TASK INSTRUCTIONS.
Reproduce only the lines from the one containing "For the evaluation set, locate the woman's" through the end of the rows, both ends included and requests included. Scale every answer coordinate by 1.7 and round to a whole number with halves going up, but leave the requests and their sample points unchanged.
* START *
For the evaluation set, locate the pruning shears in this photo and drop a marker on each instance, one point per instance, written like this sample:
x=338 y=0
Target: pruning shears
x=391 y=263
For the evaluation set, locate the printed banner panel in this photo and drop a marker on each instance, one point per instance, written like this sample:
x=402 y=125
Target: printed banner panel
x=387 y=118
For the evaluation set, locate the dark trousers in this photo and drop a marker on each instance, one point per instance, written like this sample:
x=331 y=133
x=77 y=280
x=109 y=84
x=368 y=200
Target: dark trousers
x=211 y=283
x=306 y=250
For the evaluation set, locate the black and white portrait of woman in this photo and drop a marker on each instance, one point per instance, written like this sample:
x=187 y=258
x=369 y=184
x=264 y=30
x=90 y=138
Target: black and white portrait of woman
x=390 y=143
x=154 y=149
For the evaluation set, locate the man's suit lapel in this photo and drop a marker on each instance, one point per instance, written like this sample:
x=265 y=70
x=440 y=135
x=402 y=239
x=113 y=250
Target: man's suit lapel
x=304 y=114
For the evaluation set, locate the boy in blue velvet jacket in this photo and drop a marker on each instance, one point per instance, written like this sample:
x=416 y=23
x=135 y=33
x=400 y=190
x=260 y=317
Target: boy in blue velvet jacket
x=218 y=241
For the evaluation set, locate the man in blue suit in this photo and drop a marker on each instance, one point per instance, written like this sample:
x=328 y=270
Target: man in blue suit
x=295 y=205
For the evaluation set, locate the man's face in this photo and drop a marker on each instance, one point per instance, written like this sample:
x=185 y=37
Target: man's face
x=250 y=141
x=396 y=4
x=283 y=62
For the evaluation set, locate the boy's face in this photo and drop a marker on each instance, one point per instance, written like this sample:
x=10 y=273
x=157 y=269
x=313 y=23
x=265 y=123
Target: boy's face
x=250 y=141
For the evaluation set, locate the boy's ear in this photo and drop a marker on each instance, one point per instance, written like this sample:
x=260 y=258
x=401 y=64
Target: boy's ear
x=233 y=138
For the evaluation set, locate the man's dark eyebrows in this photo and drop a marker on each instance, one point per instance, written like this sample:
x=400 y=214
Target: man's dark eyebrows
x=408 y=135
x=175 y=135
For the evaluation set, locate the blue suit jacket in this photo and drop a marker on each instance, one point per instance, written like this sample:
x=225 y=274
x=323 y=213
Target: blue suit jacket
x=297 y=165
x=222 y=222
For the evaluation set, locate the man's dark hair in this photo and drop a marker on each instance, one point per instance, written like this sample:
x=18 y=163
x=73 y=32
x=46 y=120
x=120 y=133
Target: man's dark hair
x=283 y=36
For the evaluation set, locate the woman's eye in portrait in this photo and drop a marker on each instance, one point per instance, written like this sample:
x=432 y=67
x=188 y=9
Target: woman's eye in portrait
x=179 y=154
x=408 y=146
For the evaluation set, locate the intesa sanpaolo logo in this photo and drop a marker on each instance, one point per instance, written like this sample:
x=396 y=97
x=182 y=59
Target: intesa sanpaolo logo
* END *
FULL OUTPUT.
For the evaluation set, locate the woman's eye in portrait in this photo and drop a marker on each instance, one point per instance, written like this sample:
x=432 y=67
x=188 y=9
Target: woman's eye in portrait
x=304 y=262
x=694 y=248
For the evaluation set, locate the intesa sanpaolo logo in this photo and drop a marker on each instance, one point per instance, written like this sample:
x=396 y=97
x=182 y=59
Target: intesa sanpaolo logo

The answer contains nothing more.